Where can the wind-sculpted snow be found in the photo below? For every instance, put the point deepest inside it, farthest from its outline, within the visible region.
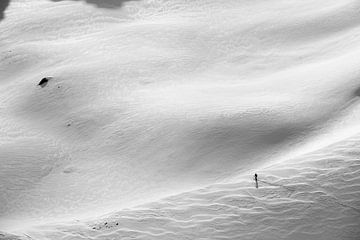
(150, 99)
(315, 196)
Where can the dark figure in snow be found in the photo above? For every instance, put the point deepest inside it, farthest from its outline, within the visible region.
(44, 82)
(256, 182)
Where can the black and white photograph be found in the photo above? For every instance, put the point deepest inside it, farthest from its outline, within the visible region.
(179, 119)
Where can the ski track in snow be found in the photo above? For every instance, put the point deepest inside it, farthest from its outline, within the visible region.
(159, 112)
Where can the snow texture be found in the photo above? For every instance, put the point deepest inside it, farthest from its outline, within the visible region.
(159, 112)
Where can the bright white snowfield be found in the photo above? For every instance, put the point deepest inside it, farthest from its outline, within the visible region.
(159, 112)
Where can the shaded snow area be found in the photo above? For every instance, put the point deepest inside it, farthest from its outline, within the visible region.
(147, 119)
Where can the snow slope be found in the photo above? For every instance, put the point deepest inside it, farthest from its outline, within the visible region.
(150, 99)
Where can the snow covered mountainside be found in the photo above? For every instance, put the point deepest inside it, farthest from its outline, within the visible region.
(157, 113)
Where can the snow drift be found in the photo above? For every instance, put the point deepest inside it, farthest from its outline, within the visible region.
(154, 98)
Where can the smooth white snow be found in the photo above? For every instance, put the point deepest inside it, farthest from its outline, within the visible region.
(150, 99)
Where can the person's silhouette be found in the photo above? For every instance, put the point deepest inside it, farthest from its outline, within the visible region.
(256, 182)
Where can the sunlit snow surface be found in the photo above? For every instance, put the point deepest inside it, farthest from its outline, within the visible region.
(158, 113)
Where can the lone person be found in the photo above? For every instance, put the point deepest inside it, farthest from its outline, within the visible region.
(256, 182)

### PROBLEM REQUIREMENTS
Express everything from the item containing "Where can the bright" down to the last item as a two-column CSV with the columns `text` and `answer`, one row per item. Put each value in a single quoted field, with any line breaks replaced by spaces.

### SOLUTION
text,answer
"Where can the bright white snowfield be found in the photo above? For every instance, put the point deepest inside it, farthest from its outline, within the visible region.","(159, 112)"
"Where can the shaded snow area be found in the photo above? For every instance, put the point deepest inside it, farthest from its outline, within the visible region.","(147, 119)"
"Where can the snow slope be found in the photo above? For every instance, put the point deepest inside it, farthest from its outline, within the visible region.","(150, 99)"
"Where can the snow covered mountainside be found in the photo above? For every instance, put the point deepest inside it, farthest from its outline, within the visible region.","(157, 113)"
"Where can the snow drift be found in the photo above? For every instance, put the point deepest inside it, farthest from its outline, within the visible region.","(154, 98)"
"Where can the smooth white snow be found in the photo above? For every instance, put the point deepest inside it, farthest from its outline, within the visible region.","(150, 99)"
"Where can the person's silhouette be found in the photo above? For every instance, put the point deepest inside it, farthest from its outline, within the visible region.","(256, 182)"
"Where can the sunlit snow surface be found in the photo above? For every instance, put the point deepest inside it, farthest from its outline, within the visible region.","(158, 113)"
"Where can the lone person be found in the photo above? For every instance, put the point deepest inside it, farthest from its outline, within the visible region.","(256, 182)"